→ Soal: Hitung jumlah baris entri di bawah yang memuat string "space", dengan membedakan huruf besar dan kecil. Tuliskan angkanya saja.

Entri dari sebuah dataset
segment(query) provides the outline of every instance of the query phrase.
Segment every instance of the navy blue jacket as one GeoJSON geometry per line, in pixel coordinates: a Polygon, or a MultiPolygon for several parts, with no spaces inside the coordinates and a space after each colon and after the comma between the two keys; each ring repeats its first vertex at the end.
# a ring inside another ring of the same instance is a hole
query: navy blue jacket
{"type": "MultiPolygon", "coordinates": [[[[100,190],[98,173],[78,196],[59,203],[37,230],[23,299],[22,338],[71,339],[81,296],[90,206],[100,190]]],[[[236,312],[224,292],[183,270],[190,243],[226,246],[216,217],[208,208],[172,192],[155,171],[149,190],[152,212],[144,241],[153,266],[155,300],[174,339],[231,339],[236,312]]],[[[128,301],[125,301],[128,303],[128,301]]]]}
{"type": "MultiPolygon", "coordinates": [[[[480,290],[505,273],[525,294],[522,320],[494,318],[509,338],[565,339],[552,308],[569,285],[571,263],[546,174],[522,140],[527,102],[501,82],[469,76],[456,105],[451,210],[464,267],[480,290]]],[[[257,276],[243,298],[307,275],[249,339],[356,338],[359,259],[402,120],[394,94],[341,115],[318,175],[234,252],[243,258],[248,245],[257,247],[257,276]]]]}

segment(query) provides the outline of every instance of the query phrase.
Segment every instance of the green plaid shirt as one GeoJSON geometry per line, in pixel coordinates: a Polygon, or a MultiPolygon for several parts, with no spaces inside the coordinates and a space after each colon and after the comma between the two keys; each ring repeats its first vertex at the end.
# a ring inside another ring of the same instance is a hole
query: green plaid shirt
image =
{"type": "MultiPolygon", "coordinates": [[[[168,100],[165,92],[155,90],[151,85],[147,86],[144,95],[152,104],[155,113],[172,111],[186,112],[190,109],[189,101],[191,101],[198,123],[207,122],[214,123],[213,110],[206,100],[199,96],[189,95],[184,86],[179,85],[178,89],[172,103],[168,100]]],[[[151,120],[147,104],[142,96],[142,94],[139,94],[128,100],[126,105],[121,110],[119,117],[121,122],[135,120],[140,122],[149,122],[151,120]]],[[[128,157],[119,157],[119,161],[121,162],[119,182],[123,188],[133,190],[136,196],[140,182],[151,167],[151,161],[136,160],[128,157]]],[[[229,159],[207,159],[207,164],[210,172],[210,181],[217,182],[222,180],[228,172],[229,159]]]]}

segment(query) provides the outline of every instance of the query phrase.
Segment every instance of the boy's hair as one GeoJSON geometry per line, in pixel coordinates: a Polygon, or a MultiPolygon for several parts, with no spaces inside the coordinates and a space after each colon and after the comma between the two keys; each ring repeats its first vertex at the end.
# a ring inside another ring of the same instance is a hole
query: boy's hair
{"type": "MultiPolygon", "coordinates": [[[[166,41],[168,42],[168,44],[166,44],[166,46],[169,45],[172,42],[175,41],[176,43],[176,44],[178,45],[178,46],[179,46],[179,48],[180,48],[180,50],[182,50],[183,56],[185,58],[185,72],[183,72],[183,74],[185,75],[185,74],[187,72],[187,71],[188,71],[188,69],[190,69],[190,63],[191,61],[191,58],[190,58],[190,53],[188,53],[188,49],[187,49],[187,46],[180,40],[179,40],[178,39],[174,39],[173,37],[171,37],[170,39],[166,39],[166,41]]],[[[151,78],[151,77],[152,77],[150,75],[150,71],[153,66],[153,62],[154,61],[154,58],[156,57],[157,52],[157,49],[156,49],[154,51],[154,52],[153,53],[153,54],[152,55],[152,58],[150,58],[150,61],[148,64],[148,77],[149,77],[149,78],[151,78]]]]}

→ Hasil Soal Ini: 3